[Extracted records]
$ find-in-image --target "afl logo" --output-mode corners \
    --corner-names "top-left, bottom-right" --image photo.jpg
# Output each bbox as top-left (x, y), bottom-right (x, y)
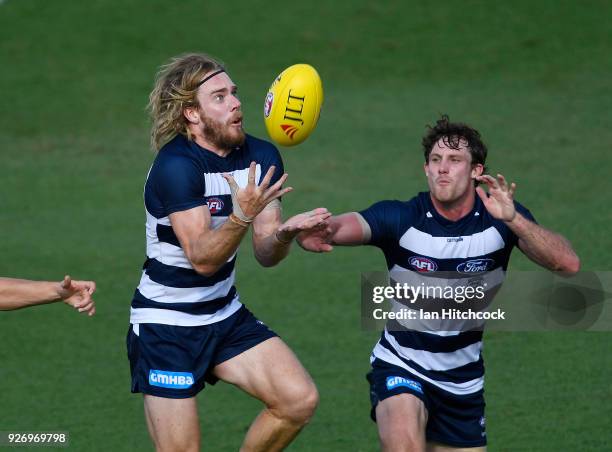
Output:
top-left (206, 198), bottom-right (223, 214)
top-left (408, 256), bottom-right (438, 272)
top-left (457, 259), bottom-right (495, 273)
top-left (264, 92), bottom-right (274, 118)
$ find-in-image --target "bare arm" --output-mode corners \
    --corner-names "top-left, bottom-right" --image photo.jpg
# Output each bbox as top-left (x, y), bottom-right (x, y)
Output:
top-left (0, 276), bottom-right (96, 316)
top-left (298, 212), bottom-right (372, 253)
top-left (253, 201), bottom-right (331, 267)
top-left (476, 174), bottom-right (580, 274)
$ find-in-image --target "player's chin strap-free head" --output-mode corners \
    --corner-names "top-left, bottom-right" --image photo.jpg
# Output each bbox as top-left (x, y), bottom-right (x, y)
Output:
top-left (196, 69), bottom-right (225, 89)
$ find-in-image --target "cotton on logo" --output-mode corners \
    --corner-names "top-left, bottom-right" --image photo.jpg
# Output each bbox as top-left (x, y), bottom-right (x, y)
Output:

**TO BE DONE**
Copy every line of the records above word for word, leaving out the pictures.

**ANSWER TO THE EXERCISE**
$ find-in-image --target "afl logo" --output-mode corners \
    --corner-names "top-left, bottom-right" --image photo.jpg
# Output each bbox as top-left (x, y), bottom-right (x, y)
Output:
top-left (206, 198), bottom-right (223, 214)
top-left (408, 256), bottom-right (438, 272)
top-left (457, 259), bottom-right (495, 273)
top-left (264, 92), bottom-right (274, 118)
$ find-in-image --target "bare arm" --output-mode corners \
    --corner-names "top-left, bottom-right" --image photo.jpg
# Output each bbox as top-left (x, y), bottom-right (x, y)
Output:
top-left (0, 276), bottom-right (96, 316)
top-left (298, 212), bottom-right (372, 253)
top-left (253, 201), bottom-right (331, 267)
top-left (476, 174), bottom-right (580, 274)
$ find-in-image --target "player's chin strap-free head" --output-mode corners \
    --corner-names "top-left, bottom-right" --image photo.jpg
# Output each bbox as top-left (x, y), bottom-right (x, y)
Output:
top-left (196, 69), bottom-right (225, 89)
$ find-in-image --target "cotton on logo" --output-mode corners \
    --corner-names "top-left, bottom-right" --image photo.jpg
# Output each bbox as top-left (x, y), bottom-right (x, y)
Output:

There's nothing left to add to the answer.